— Start Text block —

He wanted to prove to everyone that he was worth being one of the greatest players of all time. That when the Texas Rangers signed that $252 million contract, Alex Rodriguez was worth it. He wanted the fans and the owners of the ball club and people that watch him on television and journalists and anyone that ever came in contact with him to believe he was worth it.

He wanted to know that he was enough.

The unfortunate thing for me and Rodriguez is that no one on the planet is going to be able to tell us that to our satisfaction. Not a stadium full of fans, not every coworker I’ve ever had. Not a sports journalist. Not my web traffic or technorati ranking or eventual book sales.

That’s the problem with asking other people to tell us we’re enough. They can’t. They didn’t make us. They didn’t knit us in the womb or imagine us thousands of years before our parents danced at the Enchantment Under the Sea Dance. (That’s Back to the Future reference number two for those playing along at home.)

Even our friends and family members, the people that know and love us best can’t satisfy the deep desires of our heart because they didn’t put them there. They don’t know where they’re hidden or even know what this crazy work of art called “our lives” is supposed to look like.

— End Text block —
— Start Record list —

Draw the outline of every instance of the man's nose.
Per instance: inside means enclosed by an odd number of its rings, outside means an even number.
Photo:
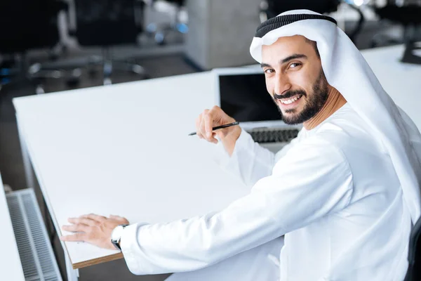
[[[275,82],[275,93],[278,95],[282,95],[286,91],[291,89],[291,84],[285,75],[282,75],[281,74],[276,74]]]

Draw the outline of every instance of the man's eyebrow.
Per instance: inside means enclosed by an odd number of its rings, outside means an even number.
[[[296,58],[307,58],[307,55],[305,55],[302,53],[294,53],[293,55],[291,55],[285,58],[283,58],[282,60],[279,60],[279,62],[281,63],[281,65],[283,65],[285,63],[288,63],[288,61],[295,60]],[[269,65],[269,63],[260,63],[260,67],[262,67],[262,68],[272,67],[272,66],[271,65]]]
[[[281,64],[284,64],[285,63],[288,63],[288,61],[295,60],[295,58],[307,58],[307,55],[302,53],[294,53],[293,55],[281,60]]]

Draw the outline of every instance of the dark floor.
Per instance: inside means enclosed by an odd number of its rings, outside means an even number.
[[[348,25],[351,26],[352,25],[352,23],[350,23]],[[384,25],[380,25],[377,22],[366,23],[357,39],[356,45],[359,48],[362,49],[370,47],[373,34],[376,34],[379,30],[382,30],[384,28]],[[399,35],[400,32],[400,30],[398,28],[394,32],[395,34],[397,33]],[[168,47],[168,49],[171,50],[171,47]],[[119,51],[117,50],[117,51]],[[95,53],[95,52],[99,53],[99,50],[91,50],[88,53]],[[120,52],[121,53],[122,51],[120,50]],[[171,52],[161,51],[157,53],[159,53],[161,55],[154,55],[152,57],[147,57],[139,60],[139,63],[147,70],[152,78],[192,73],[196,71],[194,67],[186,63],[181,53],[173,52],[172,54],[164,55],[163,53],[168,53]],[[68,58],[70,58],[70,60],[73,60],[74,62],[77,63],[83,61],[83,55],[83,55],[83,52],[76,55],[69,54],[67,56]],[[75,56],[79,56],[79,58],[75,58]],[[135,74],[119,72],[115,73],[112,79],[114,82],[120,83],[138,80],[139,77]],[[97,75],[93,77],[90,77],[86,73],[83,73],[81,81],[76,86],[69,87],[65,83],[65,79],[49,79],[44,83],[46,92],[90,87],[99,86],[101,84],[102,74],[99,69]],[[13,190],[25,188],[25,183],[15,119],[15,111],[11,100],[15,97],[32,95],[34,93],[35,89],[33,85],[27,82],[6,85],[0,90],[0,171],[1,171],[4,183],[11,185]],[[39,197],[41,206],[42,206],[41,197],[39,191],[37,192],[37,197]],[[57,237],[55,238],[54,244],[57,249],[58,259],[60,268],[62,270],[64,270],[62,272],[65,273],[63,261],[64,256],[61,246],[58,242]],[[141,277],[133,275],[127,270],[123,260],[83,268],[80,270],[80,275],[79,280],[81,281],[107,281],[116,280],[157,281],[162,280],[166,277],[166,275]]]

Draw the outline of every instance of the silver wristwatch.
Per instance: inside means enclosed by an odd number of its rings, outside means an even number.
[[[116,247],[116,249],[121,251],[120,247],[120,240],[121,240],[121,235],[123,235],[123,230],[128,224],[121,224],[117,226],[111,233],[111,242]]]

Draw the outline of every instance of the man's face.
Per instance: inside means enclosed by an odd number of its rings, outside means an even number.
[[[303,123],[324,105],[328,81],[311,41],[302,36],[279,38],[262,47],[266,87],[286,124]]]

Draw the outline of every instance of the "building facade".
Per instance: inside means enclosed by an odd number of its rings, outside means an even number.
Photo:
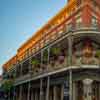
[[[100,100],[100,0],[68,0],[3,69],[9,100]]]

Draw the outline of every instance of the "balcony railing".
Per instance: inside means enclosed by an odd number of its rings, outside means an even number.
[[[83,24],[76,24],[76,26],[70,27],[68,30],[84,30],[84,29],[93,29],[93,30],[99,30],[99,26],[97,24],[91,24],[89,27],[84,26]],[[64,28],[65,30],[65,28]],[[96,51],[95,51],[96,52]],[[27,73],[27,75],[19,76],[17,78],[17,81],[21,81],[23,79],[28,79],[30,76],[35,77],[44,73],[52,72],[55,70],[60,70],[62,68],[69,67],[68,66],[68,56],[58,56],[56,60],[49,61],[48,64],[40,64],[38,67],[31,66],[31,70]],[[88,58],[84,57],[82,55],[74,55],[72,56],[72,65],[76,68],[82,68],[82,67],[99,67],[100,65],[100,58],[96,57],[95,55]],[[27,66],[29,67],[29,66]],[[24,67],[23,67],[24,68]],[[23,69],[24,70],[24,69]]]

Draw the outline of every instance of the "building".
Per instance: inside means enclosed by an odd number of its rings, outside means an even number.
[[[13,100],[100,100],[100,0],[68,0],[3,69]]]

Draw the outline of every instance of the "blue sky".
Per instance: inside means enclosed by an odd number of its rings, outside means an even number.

— End Record list —

Short problem
In the passage about Alex Rodriguez and being enough, reproduce word for word the part that begins with "He wanted to prove" and ends with "he was enough.".

The completed task
He wanted to prove to everyone that he was worth being one of the greatest players of all time. That when the Texas Rangers signed that $252 million contract, Alex Rodriguez was worth it. He wanted the fans and the owners of the ball club and people that watch him on television and journalists and anyone that ever came in contact with him to believe he was worth it.

He wanted to know that he was enough.